#### REQUIREMENT 1
Type out the part of the article on AI hype from "Marketers Must Rethink" to "of science-fiction promises.".
#### REQUIREMENT 2
Answer these questions using the article on AI hype:
(a) On which podcast did Benedict Evans share his views?
(b) What earlier product does Evans compare AI to?
(c) What does the article say communicators should treat AI as?

#### TEXT PASSAGE

:::

Marketers Must Rethink AI Hype and Habits After Benedict Evans’ Reality Check

Benedict Evans, the technology analyst known for calling platform shifts early, brought welcomed precision to an overheated AI debate in The Knowledge Project Podcast. He argues the impact is historic, but not mystical. “This is like the biggest thing since the iPhone,” he said, “but I also think it’s only the biggest thing since the iPhone.” For communicators, that framing matters. Treat AI as a platform shift that will reshape tools and channels, not as a force that replaces strategy, audience understanding, or brand stewardship. The mandate is to build practical road maps for a fragmented, experimental landscape and resist the lure of science-fiction promises.

:::

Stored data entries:

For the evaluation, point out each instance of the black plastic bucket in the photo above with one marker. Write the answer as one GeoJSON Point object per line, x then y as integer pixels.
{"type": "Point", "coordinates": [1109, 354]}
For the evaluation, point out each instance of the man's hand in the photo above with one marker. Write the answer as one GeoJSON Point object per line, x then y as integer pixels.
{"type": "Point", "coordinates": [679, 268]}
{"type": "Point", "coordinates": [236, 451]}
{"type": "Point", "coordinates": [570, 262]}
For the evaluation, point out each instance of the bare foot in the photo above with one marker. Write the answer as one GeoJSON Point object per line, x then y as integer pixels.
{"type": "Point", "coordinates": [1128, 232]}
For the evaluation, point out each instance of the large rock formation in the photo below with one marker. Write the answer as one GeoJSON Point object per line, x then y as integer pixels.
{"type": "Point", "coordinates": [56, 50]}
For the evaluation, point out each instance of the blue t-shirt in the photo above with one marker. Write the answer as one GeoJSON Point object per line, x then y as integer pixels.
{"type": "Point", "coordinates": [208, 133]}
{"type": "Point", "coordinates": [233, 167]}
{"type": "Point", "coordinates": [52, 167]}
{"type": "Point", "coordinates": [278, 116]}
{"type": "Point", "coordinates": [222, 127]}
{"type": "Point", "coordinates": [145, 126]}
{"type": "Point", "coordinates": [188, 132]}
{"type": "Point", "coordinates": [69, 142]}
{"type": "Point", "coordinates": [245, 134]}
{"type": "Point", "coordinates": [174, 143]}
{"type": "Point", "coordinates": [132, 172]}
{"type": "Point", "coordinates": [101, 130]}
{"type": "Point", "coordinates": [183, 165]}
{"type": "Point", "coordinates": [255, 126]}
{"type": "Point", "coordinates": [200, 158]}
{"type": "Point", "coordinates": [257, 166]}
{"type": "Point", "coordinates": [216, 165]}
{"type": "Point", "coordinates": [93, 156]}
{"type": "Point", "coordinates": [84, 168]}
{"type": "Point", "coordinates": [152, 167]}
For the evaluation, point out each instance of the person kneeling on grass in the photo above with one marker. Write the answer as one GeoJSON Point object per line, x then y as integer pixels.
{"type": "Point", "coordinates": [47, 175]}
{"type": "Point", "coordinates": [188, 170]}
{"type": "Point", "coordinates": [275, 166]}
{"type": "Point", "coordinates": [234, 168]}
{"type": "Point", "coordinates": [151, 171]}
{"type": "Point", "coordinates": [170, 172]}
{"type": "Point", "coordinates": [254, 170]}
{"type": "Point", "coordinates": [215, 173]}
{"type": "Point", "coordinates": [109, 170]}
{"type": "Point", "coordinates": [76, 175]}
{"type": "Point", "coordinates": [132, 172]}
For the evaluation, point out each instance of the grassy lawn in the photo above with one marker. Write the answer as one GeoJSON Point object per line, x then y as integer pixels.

:::

#### EXPECTED OUTPUT 1
Marketers Must Rethink AI Hype and Habits After Benedict Evans’ Reality Check

Benedict Evans, the technology analyst known for calling platform shifts early, brought welcomed precision to an overheated AI debate in The Knowledge Project Podcast. He argues the impact is historic, but not mystical. “This is like the biggest thing since the iPhone,” he said, “but I also think it’s only the biggest thing since the iPhone.” For communicators, that framing matters. Treat AI as a platform shift that will reshape tools and channels, not as a force that replaces strategy, audience understanding, or brand stewardship. The mandate is to build practical road maps for a fragmented, experimental landscape and resist the lure of science-fiction promises.

#### EXPECTED OUTPUT 2
(a) The Knowledge Project Podcast.
(b) The iPhone.
(c) A platform shift that will reshape tools and channels.